▶ _THE RECORDS_:
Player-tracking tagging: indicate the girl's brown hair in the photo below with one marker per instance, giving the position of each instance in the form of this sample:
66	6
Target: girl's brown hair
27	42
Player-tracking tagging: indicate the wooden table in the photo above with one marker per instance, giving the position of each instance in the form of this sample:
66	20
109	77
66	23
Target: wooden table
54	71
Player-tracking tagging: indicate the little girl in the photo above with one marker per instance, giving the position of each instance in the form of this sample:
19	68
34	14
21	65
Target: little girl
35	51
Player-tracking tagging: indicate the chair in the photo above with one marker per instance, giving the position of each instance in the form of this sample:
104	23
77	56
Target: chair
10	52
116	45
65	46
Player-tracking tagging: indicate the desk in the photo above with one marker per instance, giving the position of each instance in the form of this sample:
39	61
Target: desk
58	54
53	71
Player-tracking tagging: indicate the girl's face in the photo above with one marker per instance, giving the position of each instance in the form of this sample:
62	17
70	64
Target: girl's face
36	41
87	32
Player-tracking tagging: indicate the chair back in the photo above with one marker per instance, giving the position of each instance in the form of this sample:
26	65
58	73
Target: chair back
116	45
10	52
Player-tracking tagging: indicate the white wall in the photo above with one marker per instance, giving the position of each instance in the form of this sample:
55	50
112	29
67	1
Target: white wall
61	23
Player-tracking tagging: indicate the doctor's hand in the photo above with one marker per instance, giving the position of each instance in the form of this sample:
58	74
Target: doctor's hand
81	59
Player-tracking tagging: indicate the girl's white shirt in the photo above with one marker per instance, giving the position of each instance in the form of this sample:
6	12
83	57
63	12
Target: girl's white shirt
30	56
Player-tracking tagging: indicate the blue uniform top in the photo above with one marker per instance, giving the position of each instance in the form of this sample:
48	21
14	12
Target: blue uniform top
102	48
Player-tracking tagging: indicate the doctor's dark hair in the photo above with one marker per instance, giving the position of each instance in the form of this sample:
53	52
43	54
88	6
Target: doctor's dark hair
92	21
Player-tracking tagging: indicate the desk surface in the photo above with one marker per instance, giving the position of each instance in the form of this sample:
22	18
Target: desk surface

▶ _WRITTEN PROBLEM_: Copy out every item above word for word, keeping each line as it stands.

▶ _ANSWER FOR THIS EXERCISE_:
Player-tracking tagging: indicate the girl's brown hair in the photo below with one marker per instance, giving the position of each instance in the form of this sample:
66	6
Target: girl's brown hair
27	42
Player-tracking tagging: indicate the wooden table in the photo above with one marker per instance, giving the position of each instance in the form of this sample:
66	20
109	77
66	23
Target: wooden table
54	71
Player-tracking tagging: indicate the little girl in the photo above with one marker per instance, giving the position of each instance in the form of this sample:
19	68
34	14
21	65
Target: little girl
35	51
Player-tracking tagging: indicate the chair in the photo above with one marker per instance, giving the position of each instance in the form of this sample:
104	23
77	56
Target: chair
10	52
116	45
65	46
Player-tracking tagging: indicate the desk in the photo above with one marker per instance, giving the position of each instance in the form of this sample:
39	61
Target: desk
58	54
53	71
Player-tracking tagging: indicate the girl's face in the photo above with one marker per instance, giving the position of each instance in the form of this sample:
62	17
70	64
Target: girl's face
36	41
87	32
Player-tracking tagging: indicate the chair back in the photo above with one marker per instance, giving the position of each instance in the form of this sample:
26	65
58	73
Target: chair back
116	45
10	52
Player-tracking tagging: indicate the white wall in the photo above with one marker per instance, giving the position of each instance in the form of this sample:
55	50
112	29
67	1
Target: white wall
61	23
Player-tracking tagging: indicate the doctor's hand in the photo above with one marker per instance, giving the position of each instance in the form of this sample:
58	74
Target: doctor's hand
81	59
Player-tracking tagging: indicate the girl's white shirt in the photo above with one marker per instance, giving the position of each instance in the form of this sample:
6	12
83	57
63	12
Target: girl's white shirt
30	56
Player-tracking tagging: indicate the blue uniform top in the photo above with one marker per instance, giving the position of each instance in the form of this sample:
48	21
14	12
Target: blue uniform top
102	48
Player-tracking tagging: indicate the doctor's dark hair in the photo above with one marker per instance, giving the position of each instance in the form of this sample:
53	52
43	54
88	6
Target: doctor's dark hair
92	21
Player-tracking tagging: indicate the desk surface in the photo above with one marker per instance, giving the position of each instance in the form of this sample:
22	18
Target: desk surface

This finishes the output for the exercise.